(Selected passage)
========================================

Let All Things Praise YHWH! Reflections on Psalm 148

Lectionary Reflections
Psalm 148
December 28, 2014

I have been writing these Old Testament (or Hebrew Bible or First Testament) reflections for nearly five years, and I have been very gratified at the many ways some of my thinking, however muddled at times, has found its way into the sermons of some I know and many I do not know. I am humbled, really, that so many of you read my stuff and find in it a few morsels for your own thinking. Patheos has been my vehicle for these years, and the wonderful and supportive and careful editor, Deborah Arca, my mainstay, as I have tried weekly to think about the ancient text.

Along the way, I have, I hope increasingly, focused my attention on the issue that now must be recognized as the most important one that our planet faces: the assault on God's creation. We preachers can no longer avoid the facts of our ailing planetary home. At the risk of monumental hubris, let me quote myself from my 2011 book, Preaching Creation:

The wrong things are rising: temperatures, oceans, carbon content in the air; and the wrong things are falling: rain forests, water tables, oil and gas reserves. We are clearly on a head-on collision course between our desires and our resources to fulfill them (Holbert, 1).

========================================

(Task requirements) Translate this sentence from the Psalm 148 reflection into Spanish: "We preachers can no longer avoid the facts of our ailing planetary home."

(Dataset extract)
========================================

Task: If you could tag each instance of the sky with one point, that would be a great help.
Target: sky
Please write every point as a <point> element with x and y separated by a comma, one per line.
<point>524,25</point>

========================================

(Final result) Los predicadores ya no podemos evitar los hechos de nuestro enfermo hogar planetario.